Source text:

-=-=-

I’m not sure what brave soul inhabited my body last Saturday, but suddenly I found myself driving to my 25th high school reunion, a fresh battery in my hearing aid and a pad and pen in my purse. I haven’t attended a reunion since my hearing loss began about 20 years ago. Social events are stressful enough, but something about seeing people who knew me when I had normal hearing has always seemed extra scary. I could never get used to the thought of being seen as the girl who once had all that potential and now had a major disability. I’ve dreaded the discomfort that would inevitably ensue when people would realize they couldn’t communicate with me the way they used to. Or maybe it’s been my own discomfort that’s scared me most, and the thought of being so blatantly reminded of what my life was then, and what it is now.
My first act of nerviness happened weeks earlier, when I emailed Jenny, the reunion coordinator (our former homecoming queen), and confided to her about my hearing loss. I wanted to know if there would be loud music playing at the event, and if there would be any quieter outdoor areas more conducive to conversation. Her warm response was more than I expected. She suggested I show up, scope out the environment and if I decided not to stay, she’d refund my ticket. She said if necessary, she would turn the music down (or off), and emphasized that this was meant to be an all-inclusive event.

-=-=-

Data:
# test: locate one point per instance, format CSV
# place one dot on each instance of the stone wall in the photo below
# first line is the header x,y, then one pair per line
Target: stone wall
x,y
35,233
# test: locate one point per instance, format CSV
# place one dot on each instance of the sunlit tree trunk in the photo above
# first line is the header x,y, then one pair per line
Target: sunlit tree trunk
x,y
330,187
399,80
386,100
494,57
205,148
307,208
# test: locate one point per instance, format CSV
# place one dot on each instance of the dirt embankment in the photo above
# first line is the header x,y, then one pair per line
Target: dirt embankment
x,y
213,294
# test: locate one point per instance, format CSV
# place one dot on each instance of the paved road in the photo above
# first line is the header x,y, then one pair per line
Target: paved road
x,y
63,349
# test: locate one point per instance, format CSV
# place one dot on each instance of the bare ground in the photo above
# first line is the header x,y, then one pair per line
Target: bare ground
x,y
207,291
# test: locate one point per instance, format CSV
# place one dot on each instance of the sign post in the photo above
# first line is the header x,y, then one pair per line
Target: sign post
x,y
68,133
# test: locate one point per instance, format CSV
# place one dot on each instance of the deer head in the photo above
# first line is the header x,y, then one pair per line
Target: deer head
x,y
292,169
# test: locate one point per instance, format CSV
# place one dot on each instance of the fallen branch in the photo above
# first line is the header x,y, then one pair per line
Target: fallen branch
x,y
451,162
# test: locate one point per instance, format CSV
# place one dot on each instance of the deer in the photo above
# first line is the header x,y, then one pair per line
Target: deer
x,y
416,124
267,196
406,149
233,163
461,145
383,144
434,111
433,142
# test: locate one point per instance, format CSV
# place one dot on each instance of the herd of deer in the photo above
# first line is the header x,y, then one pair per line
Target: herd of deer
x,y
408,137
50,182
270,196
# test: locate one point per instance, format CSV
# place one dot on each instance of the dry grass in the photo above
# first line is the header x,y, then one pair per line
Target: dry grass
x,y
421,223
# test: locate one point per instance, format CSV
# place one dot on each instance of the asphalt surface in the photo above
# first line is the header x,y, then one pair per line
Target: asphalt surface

-=-=-

Set of tasks:
- A) List everything Jenny offered or told the writer in her reply in the reunion essay.
- B) Please rewrite everything in the reunion essay from "I’m not sure" down to "what it is now.", using "gathering" in place of "reunion".
- C) In the reunion essay, what was Jenny's role in high school?
The lines above stand apart from the reunion essay.

Task-by-task answers:
- A)
- Show up and scope out the environment
- Refund the ticket if the writer decided not to stay
- Turn the music down (or off) if necessary
- The event was meant to be all-inclusive

- B)
I’m not sure what brave soul inhabited my body last Saturday, but suddenly I found myself driving to my 25th high school gathering, a fresh battery in my hearing aid and a pad and pen in my purse. I haven’t attended a gathering since my hearing loss began about 20 years ago. Social events are stressful enough, but something about seeing people who knew me when I had normal hearing has always seemed extra scary. I could never get used to the thought of being seen as the girl who once had all that potential and now had a major disability. I’ve dreaded the discomfort that would inevitably ensue when people would realize they couldn’t communicate with me the way they used to. Or maybe it’s been my own discomfort that’s scared me most, and the thought of being so blatantly reminded of what my life was then, and what it is now.

- C) She was the homecoming queen.